→ STATED GOAL
Count the lines in the items below that contain the string "buffalo", and give only that number.

→ RECORDS SHOWN
★ ★ ★ ★ ★ ★ ★
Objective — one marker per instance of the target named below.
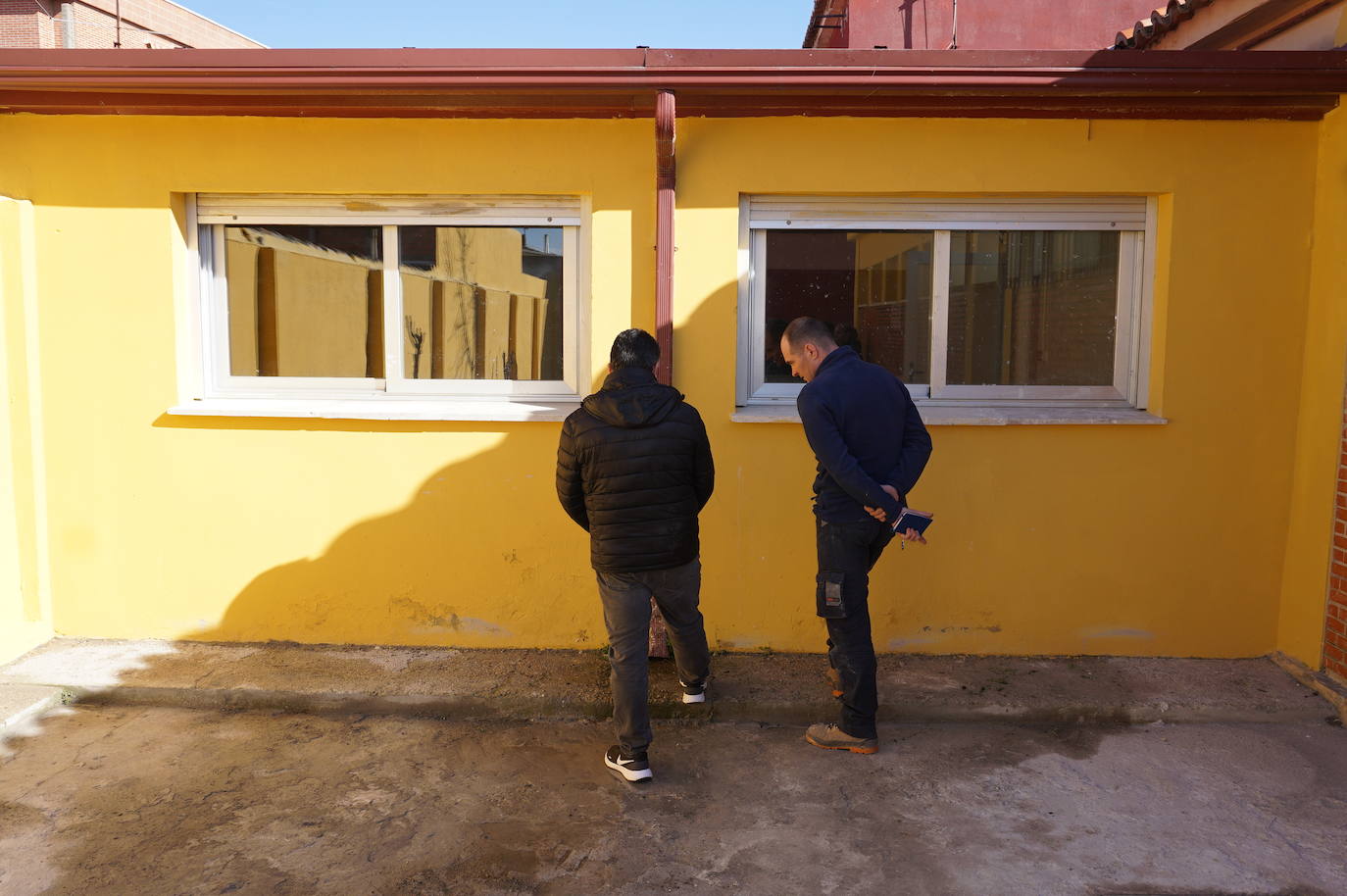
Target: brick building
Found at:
(157, 25)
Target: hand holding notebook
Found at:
(915, 521)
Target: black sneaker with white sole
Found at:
(633, 767)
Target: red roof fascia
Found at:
(623, 82)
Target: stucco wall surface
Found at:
(1051, 539)
(1310, 536)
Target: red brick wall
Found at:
(1335, 624)
(19, 24)
(144, 24)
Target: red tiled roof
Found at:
(1160, 22)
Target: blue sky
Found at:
(515, 24)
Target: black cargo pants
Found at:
(847, 551)
(626, 612)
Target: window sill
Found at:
(978, 416)
(380, 410)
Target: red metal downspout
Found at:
(666, 179)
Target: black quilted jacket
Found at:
(633, 469)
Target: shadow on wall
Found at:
(458, 565)
(447, 568)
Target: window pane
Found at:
(1032, 308)
(873, 287)
(305, 301)
(481, 303)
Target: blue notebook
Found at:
(911, 519)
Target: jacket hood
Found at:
(630, 398)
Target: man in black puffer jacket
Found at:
(633, 469)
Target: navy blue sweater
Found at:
(865, 432)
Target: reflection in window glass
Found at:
(1032, 308)
(305, 301)
(481, 303)
(873, 287)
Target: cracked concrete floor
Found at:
(166, 801)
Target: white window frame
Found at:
(1131, 217)
(208, 344)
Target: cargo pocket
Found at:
(830, 604)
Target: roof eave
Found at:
(623, 82)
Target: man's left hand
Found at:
(877, 512)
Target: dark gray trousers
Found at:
(626, 612)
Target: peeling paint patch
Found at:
(436, 620)
(910, 641)
(962, 629)
(1116, 632)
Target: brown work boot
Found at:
(835, 680)
(832, 737)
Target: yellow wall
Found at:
(1319, 430)
(1050, 539)
(25, 616)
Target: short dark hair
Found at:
(634, 348)
(802, 330)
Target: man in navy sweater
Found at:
(871, 446)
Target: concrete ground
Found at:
(152, 767)
(132, 799)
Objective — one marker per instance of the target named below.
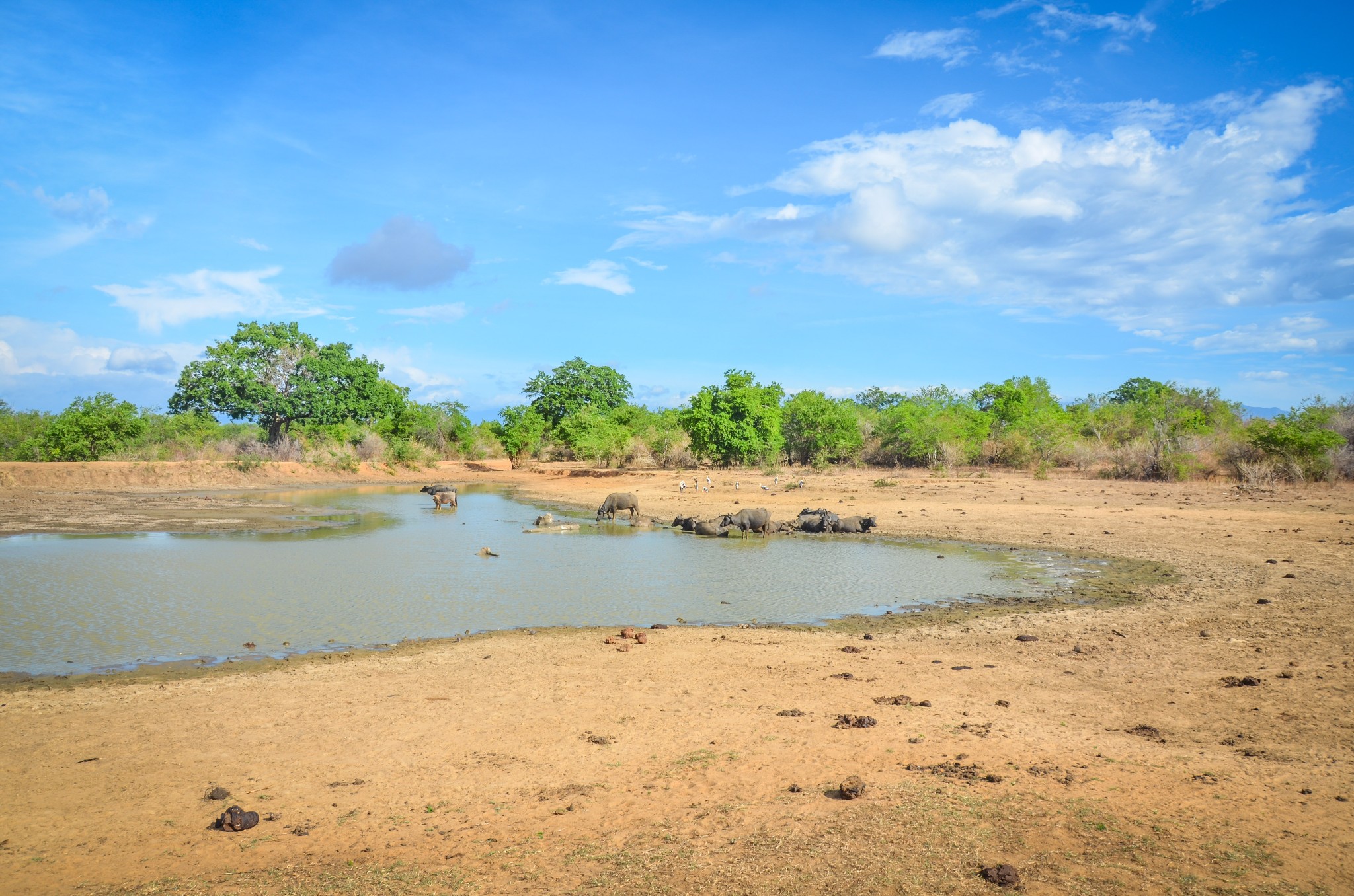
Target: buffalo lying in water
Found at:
(440, 494)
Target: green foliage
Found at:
(935, 427)
(520, 429)
(595, 436)
(20, 432)
(91, 428)
(1302, 439)
(877, 398)
(820, 431)
(736, 423)
(573, 386)
(278, 375)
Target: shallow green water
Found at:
(400, 569)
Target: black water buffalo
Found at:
(440, 494)
(617, 501)
(748, 521)
(711, 528)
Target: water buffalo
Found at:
(748, 521)
(440, 494)
(711, 528)
(820, 520)
(619, 501)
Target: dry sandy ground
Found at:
(471, 766)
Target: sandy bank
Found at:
(478, 761)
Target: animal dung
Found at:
(848, 720)
(852, 788)
(1001, 875)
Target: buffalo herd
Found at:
(758, 520)
(748, 520)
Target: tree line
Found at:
(285, 396)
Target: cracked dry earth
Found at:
(1119, 760)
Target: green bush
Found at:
(91, 428)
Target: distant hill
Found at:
(1267, 413)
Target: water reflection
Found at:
(387, 566)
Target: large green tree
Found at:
(573, 386)
(736, 423)
(818, 429)
(278, 375)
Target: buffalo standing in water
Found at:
(711, 528)
(617, 501)
(748, 521)
(440, 494)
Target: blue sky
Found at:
(833, 195)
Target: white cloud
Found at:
(1304, 333)
(90, 209)
(404, 255)
(179, 298)
(1129, 225)
(40, 348)
(949, 104)
(951, 46)
(139, 359)
(431, 313)
(89, 214)
(600, 274)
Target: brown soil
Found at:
(551, 763)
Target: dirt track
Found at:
(477, 765)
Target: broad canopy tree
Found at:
(736, 423)
(276, 375)
(575, 386)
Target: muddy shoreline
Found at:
(1107, 751)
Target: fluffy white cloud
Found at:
(431, 313)
(1130, 225)
(40, 348)
(951, 46)
(404, 255)
(600, 274)
(179, 298)
(949, 104)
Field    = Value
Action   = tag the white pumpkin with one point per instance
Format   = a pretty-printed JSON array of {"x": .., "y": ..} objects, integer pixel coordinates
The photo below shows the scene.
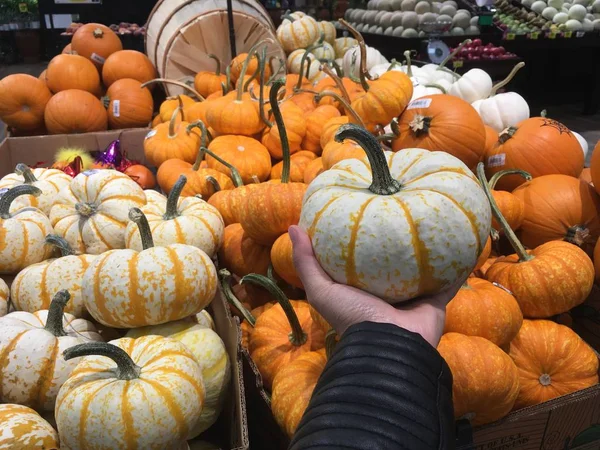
[
  {"x": 210, "y": 352},
  {"x": 92, "y": 212},
  {"x": 294, "y": 33},
  {"x": 423, "y": 243},
  {"x": 474, "y": 85},
  {"x": 32, "y": 367},
  {"x": 144, "y": 393},
  {"x": 49, "y": 181}
]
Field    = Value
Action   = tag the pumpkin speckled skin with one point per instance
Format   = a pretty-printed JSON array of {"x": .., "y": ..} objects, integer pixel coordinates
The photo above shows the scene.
[
  {"x": 483, "y": 309},
  {"x": 538, "y": 145},
  {"x": 32, "y": 368},
  {"x": 21, "y": 428},
  {"x": 49, "y": 181},
  {"x": 485, "y": 379},
  {"x": 557, "y": 267},
  {"x": 455, "y": 128},
  {"x": 552, "y": 361},
  {"x": 555, "y": 207},
  {"x": 153, "y": 411},
  {"x": 92, "y": 212},
  {"x": 293, "y": 387},
  {"x": 210, "y": 352},
  {"x": 427, "y": 235}
]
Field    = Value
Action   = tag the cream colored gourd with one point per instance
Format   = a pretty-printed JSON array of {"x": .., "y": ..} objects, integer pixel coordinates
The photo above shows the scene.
[
  {"x": 297, "y": 32},
  {"x": 91, "y": 213},
  {"x": 34, "y": 286},
  {"x": 49, "y": 181},
  {"x": 180, "y": 220},
  {"x": 129, "y": 289},
  {"x": 21, "y": 428},
  {"x": 416, "y": 228},
  {"x": 474, "y": 85},
  {"x": 147, "y": 392},
  {"x": 501, "y": 111},
  {"x": 32, "y": 367},
  {"x": 209, "y": 350},
  {"x": 22, "y": 234}
]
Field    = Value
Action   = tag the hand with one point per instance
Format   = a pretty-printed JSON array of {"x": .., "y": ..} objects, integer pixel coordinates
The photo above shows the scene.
[{"x": 343, "y": 306}]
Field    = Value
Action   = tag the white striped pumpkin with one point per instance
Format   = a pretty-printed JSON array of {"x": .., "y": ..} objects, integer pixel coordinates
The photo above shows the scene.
[
  {"x": 91, "y": 213},
  {"x": 22, "y": 234},
  {"x": 32, "y": 368},
  {"x": 129, "y": 289},
  {"x": 178, "y": 220},
  {"x": 209, "y": 350},
  {"x": 49, "y": 181},
  {"x": 34, "y": 286},
  {"x": 21, "y": 428},
  {"x": 148, "y": 392},
  {"x": 397, "y": 225}
]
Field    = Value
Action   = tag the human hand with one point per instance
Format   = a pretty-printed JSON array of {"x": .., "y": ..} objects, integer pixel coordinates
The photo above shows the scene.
[{"x": 343, "y": 306}]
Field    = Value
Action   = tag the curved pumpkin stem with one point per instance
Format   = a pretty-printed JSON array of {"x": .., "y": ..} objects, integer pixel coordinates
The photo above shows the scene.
[
  {"x": 383, "y": 183},
  {"x": 508, "y": 79},
  {"x": 297, "y": 336},
  {"x": 176, "y": 83},
  {"x": 502, "y": 173},
  {"x": 508, "y": 232},
  {"x": 126, "y": 368},
  {"x": 364, "y": 73},
  {"x": 60, "y": 243},
  {"x": 10, "y": 196},
  {"x": 138, "y": 217},
  {"x": 56, "y": 312},
  {"x": 225, "y": 282}
]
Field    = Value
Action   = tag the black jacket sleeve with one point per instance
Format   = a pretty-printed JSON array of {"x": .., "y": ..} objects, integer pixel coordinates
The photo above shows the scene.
[{"x": 383, "y": 388}]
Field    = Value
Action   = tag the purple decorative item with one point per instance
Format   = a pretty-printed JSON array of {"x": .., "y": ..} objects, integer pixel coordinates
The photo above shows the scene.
[{"x": 112, "y": 156}]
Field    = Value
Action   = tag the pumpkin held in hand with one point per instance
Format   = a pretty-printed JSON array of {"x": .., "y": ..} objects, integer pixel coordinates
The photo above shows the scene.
[{"x": 400, "y": 235}]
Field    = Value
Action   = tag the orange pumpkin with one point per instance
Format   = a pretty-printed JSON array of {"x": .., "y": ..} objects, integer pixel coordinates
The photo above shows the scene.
[
  {"x": 242, "y": 255},
  {"x": 23, "y": 99},
  {"x": 485, "y": 379},
  {"x": 559, "y": 207},
  {"x": 127, "y": 64},
  {"x": 552, "y": 361},
  {"x": 75, "y": 111},
  {"x": 482, "y": 309},
  {"x": 129, "y": 105},
  {"x": 252, "y": 159},
  {"x": 538, "y": 145},
  {"x": 72, "y": 72},
  {"x": 443, "y": 123}
]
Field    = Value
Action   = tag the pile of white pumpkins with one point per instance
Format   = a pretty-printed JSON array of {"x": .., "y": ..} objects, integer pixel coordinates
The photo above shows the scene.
[
  {"x": 413, "y": 18},
  {"x": 581, "y": 15}
]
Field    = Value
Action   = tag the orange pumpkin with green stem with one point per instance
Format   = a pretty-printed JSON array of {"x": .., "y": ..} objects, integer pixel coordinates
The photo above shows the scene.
[
  {"x": 274, "y": 207},
  {"x": 557, "y": 267}
]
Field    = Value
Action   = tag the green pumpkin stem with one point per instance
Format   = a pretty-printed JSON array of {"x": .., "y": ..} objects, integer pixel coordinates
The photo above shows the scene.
[
  {"x": 126, "y": 368},
  {"x": 297, "y": 336},
  {"x": 508, "y": 232},
  {"x": 10, "y": 196},
  {"x": 176, "y": 83},
  {"x": 494, "y": 180},
  {"x": 383, "y": 183},
  {"x": 26, "y": 173},
  {"x": 56, "y": 312},
  {"x": 285, "y": 145},
  {"x": 138, "y": 217},
  {"x": 60, "y": 243},
  {"x": 225, "y": 282}
]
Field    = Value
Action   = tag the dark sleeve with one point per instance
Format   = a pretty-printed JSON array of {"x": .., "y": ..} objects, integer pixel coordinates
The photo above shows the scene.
[{"x": 383, "y": 388}]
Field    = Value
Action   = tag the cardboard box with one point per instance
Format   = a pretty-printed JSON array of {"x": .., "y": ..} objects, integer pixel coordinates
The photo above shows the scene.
[{"x": 231, "y": 429}]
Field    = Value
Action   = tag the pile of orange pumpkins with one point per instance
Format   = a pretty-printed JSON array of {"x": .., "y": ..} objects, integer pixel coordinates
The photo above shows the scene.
[{"x": 92, "y": 86}]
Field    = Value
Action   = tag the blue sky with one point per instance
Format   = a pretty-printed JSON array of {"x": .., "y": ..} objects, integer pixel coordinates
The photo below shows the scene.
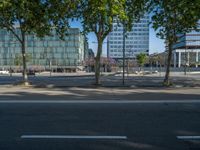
[{"x": 155, "y": 44}]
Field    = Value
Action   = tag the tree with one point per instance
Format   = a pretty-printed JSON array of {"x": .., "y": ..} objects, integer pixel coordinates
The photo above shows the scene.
[
  {"x": 172, "y": 17},
  {"x": 18, "y": 59},
  {"x": 34, "y": 17},
  {"x": 98, "y": 17},
  {"x": 141, "y": 59}
]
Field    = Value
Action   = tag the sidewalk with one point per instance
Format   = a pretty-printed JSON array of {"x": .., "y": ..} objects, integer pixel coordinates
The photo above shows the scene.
[{"x": 107, "y": 80}]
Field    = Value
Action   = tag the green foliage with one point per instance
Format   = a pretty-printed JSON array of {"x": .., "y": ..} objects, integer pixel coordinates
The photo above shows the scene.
[
  {"x": 18, "y": 59},
  {"x": 35, "y": 17},
  {"x": 141, "y": 59},
  {"x": 98, "y": 17}
]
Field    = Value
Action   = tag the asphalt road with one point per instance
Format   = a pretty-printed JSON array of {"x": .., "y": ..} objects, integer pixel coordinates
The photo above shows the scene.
[{"x": 145, "y": 126}]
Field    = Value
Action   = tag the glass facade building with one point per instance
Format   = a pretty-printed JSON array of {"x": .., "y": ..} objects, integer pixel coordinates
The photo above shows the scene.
[
  {"x": 137, "y": 40},
  {"x": 44, "y": 52},
  {"x": 186, "y": 52}
]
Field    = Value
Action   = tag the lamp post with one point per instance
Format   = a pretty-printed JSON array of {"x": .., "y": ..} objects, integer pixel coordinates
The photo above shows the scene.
[{"x": 124, "y": 42}]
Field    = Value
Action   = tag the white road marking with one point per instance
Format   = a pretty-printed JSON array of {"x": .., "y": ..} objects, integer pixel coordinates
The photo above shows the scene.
[
  {"x": 73, "y": 137},
  {"x": 188, "y": 137},
  {"x": 97, "y": 101}
]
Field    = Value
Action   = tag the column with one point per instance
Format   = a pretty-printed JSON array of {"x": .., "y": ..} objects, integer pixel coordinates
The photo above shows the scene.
[
  {"x": 197, "y": 59},
  {"x": 174, "y": 59},
  {"x": 179, "y": 59}
]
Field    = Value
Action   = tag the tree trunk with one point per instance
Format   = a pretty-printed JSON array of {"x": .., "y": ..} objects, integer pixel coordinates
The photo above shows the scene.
[
  {"x": 24, "y": 72},
  {"x": 167, "y": 74},
  {"x": 97, "y": 62}
]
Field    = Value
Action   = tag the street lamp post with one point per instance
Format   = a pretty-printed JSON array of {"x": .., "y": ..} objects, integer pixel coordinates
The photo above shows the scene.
[{"x": 124, "y": 38}]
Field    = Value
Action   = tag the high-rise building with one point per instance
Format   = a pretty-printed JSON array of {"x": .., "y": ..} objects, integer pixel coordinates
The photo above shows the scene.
[
  {"x": 186, "y": 52},
  {"x": 136, "y": 42},
  {"x": 43, "y": 53}
]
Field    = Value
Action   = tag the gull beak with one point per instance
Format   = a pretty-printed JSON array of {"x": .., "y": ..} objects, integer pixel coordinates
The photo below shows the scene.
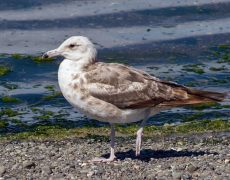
[{"x": 51, "y": 53}]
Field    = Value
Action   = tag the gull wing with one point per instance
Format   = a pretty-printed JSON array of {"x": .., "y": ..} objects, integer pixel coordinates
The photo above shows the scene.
[{"x": 126, "y": 87}]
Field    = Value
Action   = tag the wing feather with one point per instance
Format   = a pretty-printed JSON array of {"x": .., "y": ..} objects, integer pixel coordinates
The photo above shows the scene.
[{"x": 127, "y": 87}]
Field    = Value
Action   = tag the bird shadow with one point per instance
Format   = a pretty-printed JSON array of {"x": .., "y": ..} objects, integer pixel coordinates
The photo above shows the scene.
[{"x": 148, "y": 154}]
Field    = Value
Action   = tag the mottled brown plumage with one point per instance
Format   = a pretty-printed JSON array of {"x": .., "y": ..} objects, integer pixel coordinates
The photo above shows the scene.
[{"x": 126, "y": 87}]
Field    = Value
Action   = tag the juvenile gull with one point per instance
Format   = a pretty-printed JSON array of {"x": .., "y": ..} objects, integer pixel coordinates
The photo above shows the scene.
[{"x": 116, "y": 93}]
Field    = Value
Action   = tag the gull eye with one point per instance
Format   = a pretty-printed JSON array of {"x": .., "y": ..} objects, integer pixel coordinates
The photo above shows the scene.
[{"x": 72, "y": 45}]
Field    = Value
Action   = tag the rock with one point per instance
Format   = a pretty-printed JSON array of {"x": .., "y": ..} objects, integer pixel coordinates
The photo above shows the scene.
[
  {"x": 177, "y": 175},
  {"x": 2, "y": 170},
  {"x": 90, "y": 173},
  {"x": 191, "y": 168},
  {"x": 186, "y": 176},
  {"x": 46, "y": 170},
  {"x": 28, "y": 164}
]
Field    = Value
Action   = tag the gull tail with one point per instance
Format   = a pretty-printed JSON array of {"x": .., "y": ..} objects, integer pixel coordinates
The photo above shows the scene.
[
  {"x": 208, "y": 95},
  {"x": 198, "y": 97}
]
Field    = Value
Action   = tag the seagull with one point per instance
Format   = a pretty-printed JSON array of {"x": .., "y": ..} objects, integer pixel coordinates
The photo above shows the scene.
[{"x": 116, "y": 93}]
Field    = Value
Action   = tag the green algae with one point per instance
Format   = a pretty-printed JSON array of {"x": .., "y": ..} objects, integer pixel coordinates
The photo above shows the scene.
[
  {"x": 204, "y": 106},
  {"x": 52, "y": 96},
  {"x": 4, "y": 70},
  {"x": 39, "y": 59},
  {"x": 192, "y": 117},
  {"x": 3, "y": 124},
  {"x": 218, "y": 69},
  {"x": 195, "y": 68},
  {"x": 59, "y": 132},
  {"x": 18, "y": 56},
  {"x": 8, "y": 112},
  {"x": 19, "y": 123},
  {"x": 224, "y": 46},
  {"x": 50, "y": 87},
  {"x": 8, "y": 99},
  {"x": 10, "y": 86}
]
★ ★ ★ ★ ★ ★ ★
→ THE SOLUTION
5